ASSIGNMENT: Take each line of the records below that contains the string "baseboard" and copy it.

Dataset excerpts
********

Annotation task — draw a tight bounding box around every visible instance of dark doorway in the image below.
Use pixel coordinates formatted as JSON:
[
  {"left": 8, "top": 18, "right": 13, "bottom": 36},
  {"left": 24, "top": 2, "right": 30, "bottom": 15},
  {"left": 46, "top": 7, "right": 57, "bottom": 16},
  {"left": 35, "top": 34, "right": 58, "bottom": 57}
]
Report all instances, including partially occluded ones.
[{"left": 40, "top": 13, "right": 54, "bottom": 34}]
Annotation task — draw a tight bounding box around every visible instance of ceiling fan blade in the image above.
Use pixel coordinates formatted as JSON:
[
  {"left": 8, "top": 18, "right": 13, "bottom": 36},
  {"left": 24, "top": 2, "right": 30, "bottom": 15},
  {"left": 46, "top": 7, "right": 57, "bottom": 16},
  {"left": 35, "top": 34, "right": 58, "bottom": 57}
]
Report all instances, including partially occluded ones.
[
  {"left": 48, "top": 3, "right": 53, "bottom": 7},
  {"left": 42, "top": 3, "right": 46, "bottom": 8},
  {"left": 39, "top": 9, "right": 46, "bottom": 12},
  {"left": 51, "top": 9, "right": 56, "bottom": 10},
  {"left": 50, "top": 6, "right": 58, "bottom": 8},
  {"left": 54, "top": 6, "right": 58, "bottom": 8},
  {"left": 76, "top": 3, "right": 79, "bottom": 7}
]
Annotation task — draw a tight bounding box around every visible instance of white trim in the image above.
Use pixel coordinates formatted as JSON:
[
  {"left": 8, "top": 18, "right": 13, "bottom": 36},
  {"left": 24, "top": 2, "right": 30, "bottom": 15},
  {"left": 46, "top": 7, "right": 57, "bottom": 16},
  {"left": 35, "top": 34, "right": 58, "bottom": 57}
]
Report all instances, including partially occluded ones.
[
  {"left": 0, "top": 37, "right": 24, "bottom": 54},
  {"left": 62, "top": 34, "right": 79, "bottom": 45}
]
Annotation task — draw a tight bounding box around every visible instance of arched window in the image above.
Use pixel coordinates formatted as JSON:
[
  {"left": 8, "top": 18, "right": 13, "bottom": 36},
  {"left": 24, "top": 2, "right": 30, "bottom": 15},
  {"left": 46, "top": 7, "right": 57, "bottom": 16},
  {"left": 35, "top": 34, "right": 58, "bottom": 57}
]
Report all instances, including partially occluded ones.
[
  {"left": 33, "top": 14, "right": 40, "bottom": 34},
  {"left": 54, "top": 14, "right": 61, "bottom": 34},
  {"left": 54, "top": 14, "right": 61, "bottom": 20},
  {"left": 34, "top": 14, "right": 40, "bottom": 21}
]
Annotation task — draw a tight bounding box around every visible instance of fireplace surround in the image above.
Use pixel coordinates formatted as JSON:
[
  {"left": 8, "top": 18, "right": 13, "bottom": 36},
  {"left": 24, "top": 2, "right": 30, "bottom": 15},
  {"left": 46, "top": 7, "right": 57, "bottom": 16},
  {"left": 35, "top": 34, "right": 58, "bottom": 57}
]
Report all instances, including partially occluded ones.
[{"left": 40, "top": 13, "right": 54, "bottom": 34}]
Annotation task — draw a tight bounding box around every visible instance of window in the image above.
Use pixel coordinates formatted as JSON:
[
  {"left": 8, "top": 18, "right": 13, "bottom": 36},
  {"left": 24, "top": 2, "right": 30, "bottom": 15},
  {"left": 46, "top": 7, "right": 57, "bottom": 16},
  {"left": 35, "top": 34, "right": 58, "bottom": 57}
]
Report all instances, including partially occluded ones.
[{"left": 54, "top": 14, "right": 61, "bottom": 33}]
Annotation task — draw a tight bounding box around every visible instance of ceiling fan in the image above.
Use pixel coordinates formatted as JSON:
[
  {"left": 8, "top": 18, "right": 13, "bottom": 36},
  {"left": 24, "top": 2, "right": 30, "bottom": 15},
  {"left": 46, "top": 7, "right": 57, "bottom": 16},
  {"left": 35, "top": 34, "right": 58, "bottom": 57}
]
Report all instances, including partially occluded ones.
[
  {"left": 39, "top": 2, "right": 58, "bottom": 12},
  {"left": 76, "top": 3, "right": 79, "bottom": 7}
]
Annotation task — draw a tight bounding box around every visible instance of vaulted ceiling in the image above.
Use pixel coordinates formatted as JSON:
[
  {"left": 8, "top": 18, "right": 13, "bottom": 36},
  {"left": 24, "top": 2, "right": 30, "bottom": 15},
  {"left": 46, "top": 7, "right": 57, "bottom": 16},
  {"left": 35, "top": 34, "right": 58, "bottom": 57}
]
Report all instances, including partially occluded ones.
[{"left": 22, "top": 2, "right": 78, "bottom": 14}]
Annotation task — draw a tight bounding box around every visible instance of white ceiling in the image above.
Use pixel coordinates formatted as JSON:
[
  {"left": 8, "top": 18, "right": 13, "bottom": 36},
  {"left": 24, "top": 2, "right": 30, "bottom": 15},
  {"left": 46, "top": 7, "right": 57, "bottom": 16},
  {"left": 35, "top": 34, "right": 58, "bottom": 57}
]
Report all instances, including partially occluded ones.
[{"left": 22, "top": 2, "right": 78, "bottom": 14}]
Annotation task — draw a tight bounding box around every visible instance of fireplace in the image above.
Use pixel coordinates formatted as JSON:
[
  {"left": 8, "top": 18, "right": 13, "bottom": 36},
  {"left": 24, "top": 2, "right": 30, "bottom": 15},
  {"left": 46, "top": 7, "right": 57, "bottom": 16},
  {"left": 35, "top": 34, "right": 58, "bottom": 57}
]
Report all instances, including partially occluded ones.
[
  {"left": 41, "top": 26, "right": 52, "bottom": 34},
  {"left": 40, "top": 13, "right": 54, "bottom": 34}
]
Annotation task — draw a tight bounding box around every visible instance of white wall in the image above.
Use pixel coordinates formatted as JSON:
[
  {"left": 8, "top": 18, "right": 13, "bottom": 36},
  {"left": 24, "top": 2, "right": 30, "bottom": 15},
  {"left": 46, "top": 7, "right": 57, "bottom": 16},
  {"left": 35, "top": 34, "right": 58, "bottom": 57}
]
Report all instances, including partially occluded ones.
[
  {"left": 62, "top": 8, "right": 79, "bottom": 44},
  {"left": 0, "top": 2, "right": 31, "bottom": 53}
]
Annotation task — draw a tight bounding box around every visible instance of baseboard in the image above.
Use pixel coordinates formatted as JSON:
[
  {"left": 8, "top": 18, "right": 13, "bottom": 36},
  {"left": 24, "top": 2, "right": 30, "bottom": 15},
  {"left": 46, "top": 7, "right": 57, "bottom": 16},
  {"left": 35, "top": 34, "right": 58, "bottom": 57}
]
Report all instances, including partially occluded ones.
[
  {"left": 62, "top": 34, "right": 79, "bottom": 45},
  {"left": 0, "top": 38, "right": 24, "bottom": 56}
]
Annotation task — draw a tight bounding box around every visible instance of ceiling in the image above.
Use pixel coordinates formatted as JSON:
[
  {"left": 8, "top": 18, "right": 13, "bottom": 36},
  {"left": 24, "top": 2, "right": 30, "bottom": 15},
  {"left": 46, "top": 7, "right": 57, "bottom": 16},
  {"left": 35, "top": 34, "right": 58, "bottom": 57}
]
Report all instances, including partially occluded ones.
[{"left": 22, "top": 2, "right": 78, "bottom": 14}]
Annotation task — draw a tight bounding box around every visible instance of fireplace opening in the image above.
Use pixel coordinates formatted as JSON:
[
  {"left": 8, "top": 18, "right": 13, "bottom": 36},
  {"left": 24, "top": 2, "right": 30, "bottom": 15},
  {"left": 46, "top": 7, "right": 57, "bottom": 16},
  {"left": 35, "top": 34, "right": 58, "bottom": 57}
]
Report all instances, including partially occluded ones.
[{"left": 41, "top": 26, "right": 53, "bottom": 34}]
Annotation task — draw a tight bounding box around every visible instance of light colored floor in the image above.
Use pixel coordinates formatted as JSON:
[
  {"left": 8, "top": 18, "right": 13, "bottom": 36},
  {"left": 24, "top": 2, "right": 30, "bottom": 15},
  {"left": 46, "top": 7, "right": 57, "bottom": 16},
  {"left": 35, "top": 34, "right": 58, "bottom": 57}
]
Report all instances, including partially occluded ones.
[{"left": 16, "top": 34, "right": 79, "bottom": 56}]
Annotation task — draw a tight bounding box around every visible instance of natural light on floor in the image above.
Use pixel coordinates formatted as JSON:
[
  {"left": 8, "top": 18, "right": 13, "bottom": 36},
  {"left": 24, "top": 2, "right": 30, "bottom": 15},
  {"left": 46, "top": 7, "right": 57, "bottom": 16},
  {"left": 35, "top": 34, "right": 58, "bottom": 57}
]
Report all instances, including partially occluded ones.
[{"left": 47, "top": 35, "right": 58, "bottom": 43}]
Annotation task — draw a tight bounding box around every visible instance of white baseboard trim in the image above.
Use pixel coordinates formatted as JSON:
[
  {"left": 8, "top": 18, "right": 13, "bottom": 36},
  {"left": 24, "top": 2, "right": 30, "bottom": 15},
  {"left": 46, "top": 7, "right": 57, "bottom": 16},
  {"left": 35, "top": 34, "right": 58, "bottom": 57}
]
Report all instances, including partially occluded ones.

********

OUTPUT FOR THIS TASK:
Annotation task — draw a tight bounding box around every visible instance of baseboard in the image above.
Annotation task — draw a tight bounding box around every visible instance of white baseboard trim in the image above.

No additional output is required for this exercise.